-- Listed records --
————

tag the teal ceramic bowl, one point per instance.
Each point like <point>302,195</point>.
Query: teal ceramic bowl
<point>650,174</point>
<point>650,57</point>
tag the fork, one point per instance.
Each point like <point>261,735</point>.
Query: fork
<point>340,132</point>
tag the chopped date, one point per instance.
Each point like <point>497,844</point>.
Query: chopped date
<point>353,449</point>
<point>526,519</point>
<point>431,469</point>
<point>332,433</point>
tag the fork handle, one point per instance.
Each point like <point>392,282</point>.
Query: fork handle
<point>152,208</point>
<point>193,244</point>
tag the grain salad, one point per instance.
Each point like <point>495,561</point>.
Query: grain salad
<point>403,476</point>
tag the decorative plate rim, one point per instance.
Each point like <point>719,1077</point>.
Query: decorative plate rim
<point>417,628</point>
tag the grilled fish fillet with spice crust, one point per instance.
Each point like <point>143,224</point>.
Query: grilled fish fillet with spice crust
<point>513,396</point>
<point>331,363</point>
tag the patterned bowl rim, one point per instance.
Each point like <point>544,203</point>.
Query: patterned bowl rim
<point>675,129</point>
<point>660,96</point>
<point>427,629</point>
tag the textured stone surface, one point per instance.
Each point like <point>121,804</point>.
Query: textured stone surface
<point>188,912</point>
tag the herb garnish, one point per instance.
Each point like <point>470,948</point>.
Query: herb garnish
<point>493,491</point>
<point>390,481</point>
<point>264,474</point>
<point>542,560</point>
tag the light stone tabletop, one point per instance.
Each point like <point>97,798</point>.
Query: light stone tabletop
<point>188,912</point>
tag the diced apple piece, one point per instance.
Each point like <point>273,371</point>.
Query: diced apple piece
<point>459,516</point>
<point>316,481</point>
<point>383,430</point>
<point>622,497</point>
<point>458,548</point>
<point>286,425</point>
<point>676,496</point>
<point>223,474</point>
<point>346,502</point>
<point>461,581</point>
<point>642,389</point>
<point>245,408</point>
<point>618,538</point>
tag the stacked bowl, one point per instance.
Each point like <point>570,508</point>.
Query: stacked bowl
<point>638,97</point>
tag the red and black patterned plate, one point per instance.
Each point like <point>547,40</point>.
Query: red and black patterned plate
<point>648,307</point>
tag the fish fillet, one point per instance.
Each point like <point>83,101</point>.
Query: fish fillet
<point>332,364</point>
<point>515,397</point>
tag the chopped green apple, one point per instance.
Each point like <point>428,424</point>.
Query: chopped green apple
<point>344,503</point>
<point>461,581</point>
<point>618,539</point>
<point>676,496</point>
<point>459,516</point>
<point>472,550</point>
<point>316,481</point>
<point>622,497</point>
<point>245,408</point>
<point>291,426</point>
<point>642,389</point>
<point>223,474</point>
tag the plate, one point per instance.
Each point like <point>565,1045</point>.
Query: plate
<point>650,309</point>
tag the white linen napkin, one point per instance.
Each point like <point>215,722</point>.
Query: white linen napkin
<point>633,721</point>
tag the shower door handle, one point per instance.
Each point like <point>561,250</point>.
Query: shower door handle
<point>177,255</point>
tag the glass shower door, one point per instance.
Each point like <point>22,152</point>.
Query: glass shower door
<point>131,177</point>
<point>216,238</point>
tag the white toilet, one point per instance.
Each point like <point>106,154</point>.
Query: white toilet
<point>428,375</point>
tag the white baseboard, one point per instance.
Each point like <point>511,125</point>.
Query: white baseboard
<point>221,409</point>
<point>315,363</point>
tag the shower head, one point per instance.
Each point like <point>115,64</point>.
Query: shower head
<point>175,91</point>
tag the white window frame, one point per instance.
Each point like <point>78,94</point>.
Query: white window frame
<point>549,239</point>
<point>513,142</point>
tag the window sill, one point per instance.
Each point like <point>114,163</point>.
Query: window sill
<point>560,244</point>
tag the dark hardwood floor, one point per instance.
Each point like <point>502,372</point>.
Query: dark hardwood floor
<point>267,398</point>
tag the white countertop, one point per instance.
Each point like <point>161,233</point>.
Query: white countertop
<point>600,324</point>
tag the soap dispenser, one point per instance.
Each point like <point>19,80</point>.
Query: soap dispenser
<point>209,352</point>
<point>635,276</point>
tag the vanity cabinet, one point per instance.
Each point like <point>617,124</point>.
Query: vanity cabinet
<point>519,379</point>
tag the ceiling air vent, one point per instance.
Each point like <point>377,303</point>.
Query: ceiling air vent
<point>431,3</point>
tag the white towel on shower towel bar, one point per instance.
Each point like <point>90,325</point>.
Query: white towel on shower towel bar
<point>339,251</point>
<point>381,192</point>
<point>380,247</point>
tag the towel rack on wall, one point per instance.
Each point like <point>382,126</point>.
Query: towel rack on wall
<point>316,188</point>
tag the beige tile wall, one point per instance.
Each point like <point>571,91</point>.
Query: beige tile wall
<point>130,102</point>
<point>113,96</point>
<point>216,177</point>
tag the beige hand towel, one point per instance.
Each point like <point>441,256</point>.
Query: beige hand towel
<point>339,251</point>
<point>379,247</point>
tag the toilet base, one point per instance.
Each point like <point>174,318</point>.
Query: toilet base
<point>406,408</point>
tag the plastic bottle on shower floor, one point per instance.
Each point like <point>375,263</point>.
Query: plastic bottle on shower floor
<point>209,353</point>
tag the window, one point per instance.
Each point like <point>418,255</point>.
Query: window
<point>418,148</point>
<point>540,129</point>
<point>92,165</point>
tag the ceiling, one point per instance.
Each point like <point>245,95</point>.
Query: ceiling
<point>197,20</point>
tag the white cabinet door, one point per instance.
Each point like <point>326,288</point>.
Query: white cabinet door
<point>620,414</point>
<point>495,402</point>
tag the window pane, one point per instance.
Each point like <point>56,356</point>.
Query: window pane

————

-- Problem to work on --
Repeat the listing above without any change.

-- Response for this exercise --
tag the teal ceramic bowl, one point per instance.
Each point like <point>302,195</point>.
Query: teal ceramic bowl
<point>650,174</point>
<point>650,57</point>
tag the fork, one point per instance.
Each point like <point>261,735</point>.
Query: fork
<point>340,132</point>
tag the chopped date, one point per instance.
Each point like <point>497,844</point>.
Query: chopped date
<point>353,449</point>
<point>526,519</point>
<point>431,469</point>
<point>332,433</point>
tag the fork handle, one point per instance.
Each point like <point>392,282</point>.
Query: fork handle
<point>152,208</point>
<point>193,244</point>
tag the grain salad, one point per instance.
Each point like <point>495,561</point>.
Query: grain salad
<point>403,476</point>
tag the decorative plate rim, one point per instance.
Each point like <point>719,1077</point>.
Query: decorative plate rim
<point>417,628</point>
tag the grilled fish fillet with spice crust, one point per instance.
Each point like <point>143,224</point>.
Query: grilled fish fillet with spice crust
<point>513,396</point>
<point>331,363</point>
tag the patterned bowl rim, one point per instance.
Each point like <point>544,203</point>.
Query: patterned bowl rim
<point>675,129</point>
<point>660,96</point>
<point>427,629</point>
tag the textured stone surface, one point per instance.
Each point like <point>121,804</point>.
Query: textured stone surface
<point>188,912</point>
tag the herb garnish, one point per instance.
Each point like <point>470,948</point>.
Query: herb garnish
<point>493,491</point>
<point>390,481</point>
<point>264,474</point>
<point>542,560</point>
tag the light stone tabletop, one point per instance.
Each point like <point>97,798</point>.
Query: light stone tabletop
<point>188,912</point>
tag the diced apple piece, one point per instance.
Each point like <point>273,371</point>.
Query: diced apple piece
<point>459,516</point>
<point>316,481</point>
<point>383,430</point>
<point>622,497</point>
<point>458,548</point>
<point>286,425</point>
<point>676,496</point>
<point>223,474</point>
<point>346,502</point>
<point>461,581</point>
<point>642,389</point>
<point>245,408</point>
<point>618,538</point>
tag the stacked bowl, one point per instance.
Each point like <point>570,508</point>.
Query: stacked bowl
<point>638,97</point>
tag the red and black patterned plate, one point per instance.
Each point like <point>547,40</point>.
Query: red and black patterned plate
<point>648,307</point>
tag the fish fillet, one point per instance.
Each point like <point>83,101</point>.
Query: fish fillet
<point>332,364</point>
<point>515,397</point>
tag the chopped green apple, one point per instance.
Each point like <point>428,424</point>.
Query: chopped green apple
<point>344,503</point>
<point>461,581</point>
<point>618,539</point>
<point>676,496</point>
<point>459,516</point>
<point>472,550</point>
<point>316,481</point>
<point>622,497</point>
<point>245,408</point>
<point>291,426</point>
<point>642,389</point>
<point>223,474</point>
tag the plate, one point per instance.
Each point like <point>565,1045</point>.
Query: plate
<point>650,309</point>
tag the white linen napkin, one point per instance.
Each point like <point>215,722</point>.
Query: white linen napkin
<point>633,721</point>
tag the shower door handle, one point per instance.
Each point like <point>561,250</point>.
Query: shower door handle
<point>177,255</point>
tag the glass shower door, one point per instance.
Each point like <point>22,152</point>.
Query: glass shower door
<point>131,177</point>
<point>216,238</point>
tag the white toilet, one point per instance.
Each point like <point>106,154</point>.
Query: white toilet
<point>428,375</point>
tag the white baseboard, one point per instance.
Each point like <point>511,125</point>.
Query: white baseboard
<point>221,409</point>
<point>315,363</point>
tag the shower head, one point per instance.
Each point like <point>115,64</point>.
Query: shower head
<point>175,91</point>
tag the white window frame, one point per instance.
Each point like <point>78,94</point>.
Query: white window frame
<point>549,239</point>
<point>513,142</point>
tag the window sill, one point per instance.
Each point like <point>114,163</point>.
Query: window sill
<point>560,244</point>
tag the dark hardwood floor, one point per instance.
Each point like <point>502,372</point>.
Query: dark hardwood floor
<point>267,398</point>
tag the white countertop, one point per instance.
Each point like <point>161,233</point>.
Query: white countertop
<point>600,324</point>
tag the soap dispenser, one point per instance.
Each point like <point>19,80</point>.
Query: soap dispenser
<point>209,352</point>
<point>635,276</point>
tag the vanity cabinet, one point per instance.
Each point like <point>617,124</point>.
Query: vanity cabinet
<point>519,379</point>
tag the ceiling air vent, one point per instance.
Each point like <point>377,303</point>.
Query: ceiling air vent
<point>431,3</point>
tag the white towel on shower towel bar, one point per instance.
Each point like <point>90,325</point>.
Query: white towel on shower towel bar
<point>339,251</point>
<point>381,192</point>
<point>380,247</point>
tag the towel rack on wall, one point per instance.
Each point like <point>382,126</point>.
Query: towel rack on wall
<point>316,188</point>
tag the beige tile wall, one point per instance.
Each point like <point>571,91</point>.
Query: beige tile wall
<point>130,102</point>
<point>113,96</point>
<point>216,177</point>
tag the beige hand towel, one point per instance.
Each point like <point>441,256</point>.
Query: beige hand towel
<point>339,251</point>
<point>379,247</point>
tag the toilet base, one point per instance.
Each point like <point>174,318</point>.
Query: toilet base
<point>406,408</point>
tag the plastic bottle on shower floor, one point per instance.
Each point like <point>375,263</point>.
Query: plastic bottle on shower floor
<point>209,353</point>
tag the window, one point per instance.
Each point like <point>418,255</point>.
Query: window
<point>418,148</point>
<point>540,129</point>
<point>92,165</point>
tag the ceiling, one point per instance.
Each point like <point>245,95</point>.
Query: ceiling
<point>197,20</point>
tag the white cabinet door, one point per instance.
Each point like <point>326,288</point>.
Query: white cabinet door
<point>620,414</point>
<point>495,402</point>
tag the window pane, one point per instance.
Each point like <point>56,356</point>.
Query: window pane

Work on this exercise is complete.